— start Material for the task —
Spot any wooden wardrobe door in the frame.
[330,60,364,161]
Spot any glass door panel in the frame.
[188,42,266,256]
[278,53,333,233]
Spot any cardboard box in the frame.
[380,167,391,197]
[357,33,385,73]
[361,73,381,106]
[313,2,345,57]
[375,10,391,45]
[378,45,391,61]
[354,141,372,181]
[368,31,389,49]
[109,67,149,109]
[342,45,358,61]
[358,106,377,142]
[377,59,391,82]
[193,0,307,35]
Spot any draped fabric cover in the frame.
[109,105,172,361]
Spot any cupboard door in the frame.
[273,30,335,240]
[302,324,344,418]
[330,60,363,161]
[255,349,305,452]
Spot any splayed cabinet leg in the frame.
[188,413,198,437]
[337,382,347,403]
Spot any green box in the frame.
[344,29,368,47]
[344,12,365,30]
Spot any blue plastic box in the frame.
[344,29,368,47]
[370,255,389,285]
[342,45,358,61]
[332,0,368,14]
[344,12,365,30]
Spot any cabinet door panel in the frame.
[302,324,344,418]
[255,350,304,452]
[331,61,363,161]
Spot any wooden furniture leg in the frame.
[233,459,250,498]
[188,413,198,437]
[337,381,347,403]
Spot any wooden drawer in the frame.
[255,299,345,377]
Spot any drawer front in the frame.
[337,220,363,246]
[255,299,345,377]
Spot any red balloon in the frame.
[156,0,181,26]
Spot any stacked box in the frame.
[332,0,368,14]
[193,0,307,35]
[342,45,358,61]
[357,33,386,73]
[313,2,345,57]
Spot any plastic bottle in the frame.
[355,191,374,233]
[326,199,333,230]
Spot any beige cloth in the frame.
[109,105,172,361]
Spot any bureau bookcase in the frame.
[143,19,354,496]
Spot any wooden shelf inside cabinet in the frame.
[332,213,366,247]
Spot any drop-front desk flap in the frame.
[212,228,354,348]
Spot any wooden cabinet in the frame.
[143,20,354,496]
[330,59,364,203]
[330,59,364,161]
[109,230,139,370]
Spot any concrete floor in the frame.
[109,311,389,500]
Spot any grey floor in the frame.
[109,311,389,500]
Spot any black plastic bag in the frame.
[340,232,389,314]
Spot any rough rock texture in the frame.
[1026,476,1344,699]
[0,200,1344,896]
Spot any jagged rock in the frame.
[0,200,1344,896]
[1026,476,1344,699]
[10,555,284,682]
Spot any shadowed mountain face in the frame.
— end Material for the task —
▸ Set problem: Pick out every line in the entries above that contains the word "drawer".

▸ Task response:
Spot any wooden drawer in the frame.
Spot any drawer front in the frame.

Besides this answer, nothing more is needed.